> _Problem requirements_
Transcribe the listing below word for word.

> _Provided material_
[Start of Attachment]
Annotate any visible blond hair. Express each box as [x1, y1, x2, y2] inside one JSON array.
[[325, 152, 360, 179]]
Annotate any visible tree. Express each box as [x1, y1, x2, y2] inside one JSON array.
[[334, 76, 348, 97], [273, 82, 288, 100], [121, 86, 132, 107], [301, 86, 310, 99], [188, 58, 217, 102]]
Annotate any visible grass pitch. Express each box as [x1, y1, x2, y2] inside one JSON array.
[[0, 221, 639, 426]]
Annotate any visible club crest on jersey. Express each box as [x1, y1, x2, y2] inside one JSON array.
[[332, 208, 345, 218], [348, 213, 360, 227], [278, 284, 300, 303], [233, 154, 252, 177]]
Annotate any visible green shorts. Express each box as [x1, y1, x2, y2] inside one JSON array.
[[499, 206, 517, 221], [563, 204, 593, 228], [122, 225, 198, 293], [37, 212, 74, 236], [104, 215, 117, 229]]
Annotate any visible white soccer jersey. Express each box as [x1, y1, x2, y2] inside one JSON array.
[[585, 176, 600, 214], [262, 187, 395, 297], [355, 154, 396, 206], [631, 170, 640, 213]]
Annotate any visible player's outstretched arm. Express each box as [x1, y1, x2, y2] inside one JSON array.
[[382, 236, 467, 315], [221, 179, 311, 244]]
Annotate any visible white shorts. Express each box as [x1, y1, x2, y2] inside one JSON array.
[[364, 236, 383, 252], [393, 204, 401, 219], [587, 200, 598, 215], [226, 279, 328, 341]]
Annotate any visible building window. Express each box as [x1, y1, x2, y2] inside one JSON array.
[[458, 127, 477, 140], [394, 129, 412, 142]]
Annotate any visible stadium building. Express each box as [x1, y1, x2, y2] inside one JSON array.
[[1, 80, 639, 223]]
[End of Attachment]
> _Result_
Annotate any visible blond hair. Express each box as [x1, y1, x2, y2] inside one JSON array.
[[325, 152, 360, 179]]
Annotate any visible tree. Express each box as [x1, y1, x2, y2] inside one JSON array.
[[334, 76, 348, 97], [273, 82, 288, 100], [121, 86, 132, 107], [301, 86, 310, 99], [188, 58, 217, 102]]
Annotate any visible grass pitch. Express each box as [x1, y1, x2, y2] inside one JSON array.
[[0, 221, 639, 426]]
Annotate any visible club crest on jersey. Express each box as [x1, y1, x2, y2] inside one JSON array.
[[332, 208, 345, 218], [348, 213, 360, 227], [278, 284, 300, 303], [233, 154, 252, 177]]
Annotate any visible green shorts. Express each box as [x1, y1, x2, y2] inside one JSON array.
[[499, 206, 517, 221], [563, 204, 593, 228], [122, 225, 198, 293], [37, 212, 74, 236], [104, 215, 117, 229]]
Annotate any visible white soccer jersey. Express each box as [x1, y1, x2, y2] inside one JSON array.
[[585, 176, 600, 214], [262, 187, 395, 297], [355, 154, 396, 206], [631, 170, 640, 213]]
Annotate any visible player's outstretched arm. Express each box as [x1, y1, x2, y2] inside one JSON array.
[[382, 236, 467, 315], [221, 179, 311, 244]]
Annotate any visible white shorts. Express each box as [x1, y1, x2, y2] inside one JSON array.
[[364, 236, 383, 252], [393, 204, 401, 219], [587, 200, 598, 215], [226, 279, 328, 341]]
Annotate any visible building window. Express each box as [x1, y1, x2, y2] inside one JSON array.
[[458, 127, 477, 140], [394, 129, 412, 142]]
Annotate any visible stadium building. Express each box as [x1, y1, x2, y2] inside one JSON array.
[[1, 80, 639, 223]]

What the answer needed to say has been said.